═════ MATERIAL FOR THE TASK

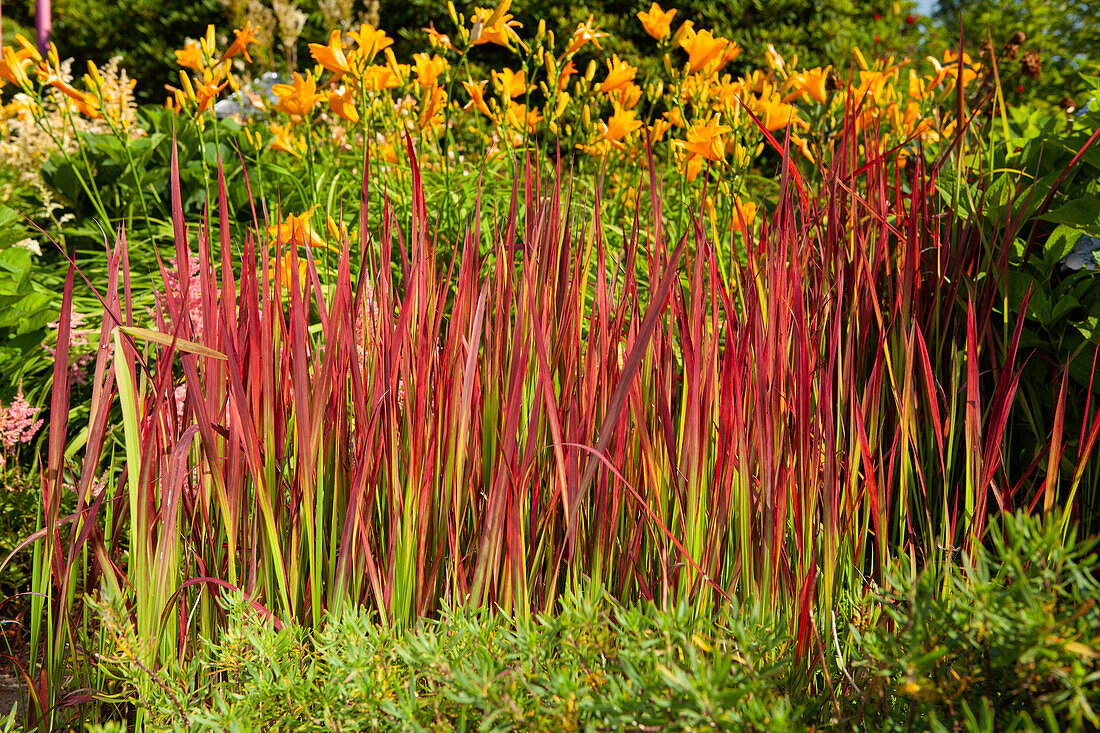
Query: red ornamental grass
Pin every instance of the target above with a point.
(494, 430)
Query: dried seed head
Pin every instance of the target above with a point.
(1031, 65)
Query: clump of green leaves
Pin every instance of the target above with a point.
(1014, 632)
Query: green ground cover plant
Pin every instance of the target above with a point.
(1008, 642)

══════════
═════ MATERIAL FOR THE TASK

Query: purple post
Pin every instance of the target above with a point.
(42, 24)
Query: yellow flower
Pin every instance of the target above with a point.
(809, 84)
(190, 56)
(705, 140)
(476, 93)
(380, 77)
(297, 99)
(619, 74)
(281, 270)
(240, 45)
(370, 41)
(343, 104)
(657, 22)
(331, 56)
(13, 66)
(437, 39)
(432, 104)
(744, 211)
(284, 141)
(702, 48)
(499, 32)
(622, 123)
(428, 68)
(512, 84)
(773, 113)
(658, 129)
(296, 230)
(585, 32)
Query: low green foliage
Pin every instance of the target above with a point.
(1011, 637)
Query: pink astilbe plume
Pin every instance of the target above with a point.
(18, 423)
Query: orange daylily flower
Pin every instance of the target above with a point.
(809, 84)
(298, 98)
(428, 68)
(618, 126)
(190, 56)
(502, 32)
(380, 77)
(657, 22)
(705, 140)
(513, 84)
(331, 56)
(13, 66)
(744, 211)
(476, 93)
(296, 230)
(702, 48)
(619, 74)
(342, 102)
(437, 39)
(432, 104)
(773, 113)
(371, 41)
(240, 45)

══════════

*WORK INSTRUCTION*: Copy out each line in the listing that has the word "Query".

*RESPONSE TO THIS TASK*:
Query: red ornamental grass
Query: dried seed head
Query: clump of green leaves
Query: green ground cover plant
Query: purple post
Query: yellow flower
Query: low green foliage
Query: pink astilbe plume
Query: orange daylily flower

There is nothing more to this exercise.